::: Selected extract :::
In the last months of President Donald Trump’s term in office he signed a number of executive orders that many would consider favorable to the energy sector and fossil fuels producers in particular. These included favorable action for additional gas and oil exploration in the Gulf of Mexico, the Arctic National Wildlife Refuge in Alaska, additional leases in western states, as well as moderating clean air and emissions regulations and permitting requirements for pipelines.
After the Inauguration, in two weeks’ time the new president Joseph Biden, with the ink of a pen has reversed by executive order a number of Trumps initiatives that eased regulations and streamlined the permitting process. He has gone further and de facto killed several major key pipeline projects without regard to the immediate impact on our Canadian neighbors and western states he did not win in the election. The question that needs to be asked, where is the United States Congress?
::: Material provided :::
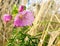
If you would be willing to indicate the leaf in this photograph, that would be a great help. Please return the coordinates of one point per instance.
(14, 10)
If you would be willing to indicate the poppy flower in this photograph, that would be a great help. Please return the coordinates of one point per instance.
(6, 17)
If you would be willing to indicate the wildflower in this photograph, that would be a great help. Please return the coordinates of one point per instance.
(7, 17)
(21, 8)
(24, 18)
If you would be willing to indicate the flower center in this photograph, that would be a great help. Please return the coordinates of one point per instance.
(21, 16)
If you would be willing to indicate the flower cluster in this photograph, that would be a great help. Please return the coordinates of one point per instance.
(23, 18)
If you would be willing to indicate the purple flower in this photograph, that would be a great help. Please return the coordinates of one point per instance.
(6, 17)
(21, 8)
(24, 18)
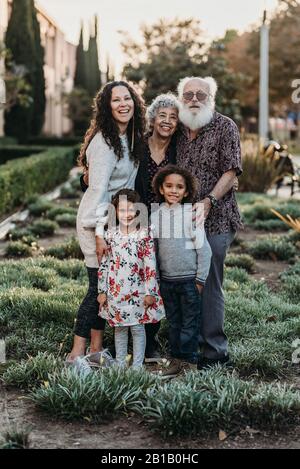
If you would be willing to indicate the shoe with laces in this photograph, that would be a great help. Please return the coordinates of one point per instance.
(187, 366)
(170, 368)
(153, 357)
(82, 366)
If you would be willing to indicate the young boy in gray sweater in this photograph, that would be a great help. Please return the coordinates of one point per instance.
(184, 257)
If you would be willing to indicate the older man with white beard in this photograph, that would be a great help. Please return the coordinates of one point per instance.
(208, 146)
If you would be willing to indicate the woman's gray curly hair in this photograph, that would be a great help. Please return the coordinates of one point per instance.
(163, 100)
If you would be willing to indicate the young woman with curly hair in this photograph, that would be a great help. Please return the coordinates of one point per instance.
(111, 151)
:::
## Challenge
Summarize the passage above on energy executive orders in two sentences.

## Solution for this exercise
In the last months of his term, President Donald Trump signed executive orders favorable to the energy sector, including action for more gas and oil exploration in the Gulf of Mexico and the Arctic National Wildlife Refuge, additional leases in western states, moderated clean air and emissions regulations, and eased permitting requirements for pipelines. Within two weeks of his inauguration, President Joseph Biden reversed a number of these initiatives by executive order and de facto killed several major pipeline projects without regard to the immediate impact on Canada and western states, and the passage asks where the United States Congress is.